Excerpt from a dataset
========================================

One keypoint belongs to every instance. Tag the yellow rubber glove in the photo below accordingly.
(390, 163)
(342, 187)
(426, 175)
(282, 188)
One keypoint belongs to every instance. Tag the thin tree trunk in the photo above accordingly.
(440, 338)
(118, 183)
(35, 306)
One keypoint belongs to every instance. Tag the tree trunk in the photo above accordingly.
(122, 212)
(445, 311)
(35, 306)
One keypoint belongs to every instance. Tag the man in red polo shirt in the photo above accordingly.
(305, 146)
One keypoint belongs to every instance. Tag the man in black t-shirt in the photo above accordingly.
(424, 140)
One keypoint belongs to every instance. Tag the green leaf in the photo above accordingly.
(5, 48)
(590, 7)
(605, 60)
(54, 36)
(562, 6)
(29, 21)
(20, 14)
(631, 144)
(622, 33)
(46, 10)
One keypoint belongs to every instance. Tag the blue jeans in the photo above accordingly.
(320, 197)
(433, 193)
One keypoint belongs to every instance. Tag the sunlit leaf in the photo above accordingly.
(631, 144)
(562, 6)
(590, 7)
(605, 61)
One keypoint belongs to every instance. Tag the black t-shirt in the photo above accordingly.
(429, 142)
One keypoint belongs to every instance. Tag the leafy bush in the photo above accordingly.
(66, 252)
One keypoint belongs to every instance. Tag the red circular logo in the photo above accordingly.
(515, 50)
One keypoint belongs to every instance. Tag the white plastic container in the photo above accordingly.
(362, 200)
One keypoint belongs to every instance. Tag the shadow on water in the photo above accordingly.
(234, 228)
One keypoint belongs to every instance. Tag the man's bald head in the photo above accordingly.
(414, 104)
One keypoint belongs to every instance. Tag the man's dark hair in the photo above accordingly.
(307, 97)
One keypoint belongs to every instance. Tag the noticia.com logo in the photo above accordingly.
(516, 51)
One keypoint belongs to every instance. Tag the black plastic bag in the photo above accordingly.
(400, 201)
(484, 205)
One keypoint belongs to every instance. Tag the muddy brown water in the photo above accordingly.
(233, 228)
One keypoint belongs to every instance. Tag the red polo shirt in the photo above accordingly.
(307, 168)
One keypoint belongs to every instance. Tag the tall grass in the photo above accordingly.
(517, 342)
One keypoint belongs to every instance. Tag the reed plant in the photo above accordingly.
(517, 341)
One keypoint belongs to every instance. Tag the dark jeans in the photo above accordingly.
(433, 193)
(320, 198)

========================================

#### [Required task]
Starting at the line containing "One keypoint belongs to every instance. Tag the red polo" and ending at the last line of the listing, write those lines out again with "tall grass" swapped for "long grass" and nothing else altered.

#### [The answer]
One keypoint belongs to every instance. Tag the red polo shirt in the photo above accordingly.
(307, 168)
One keypoint belongs to every instance. Tag the long grass in the photo above accordingly.
(517, 342)
One keypoint belongs to every instance. Tag the reed plant in the photo above accordingly.
(517, 341)
One keypoint belongs to every instance. Tag the dark jeans in the photo above accordingly.
(433, 193)
(320, 198)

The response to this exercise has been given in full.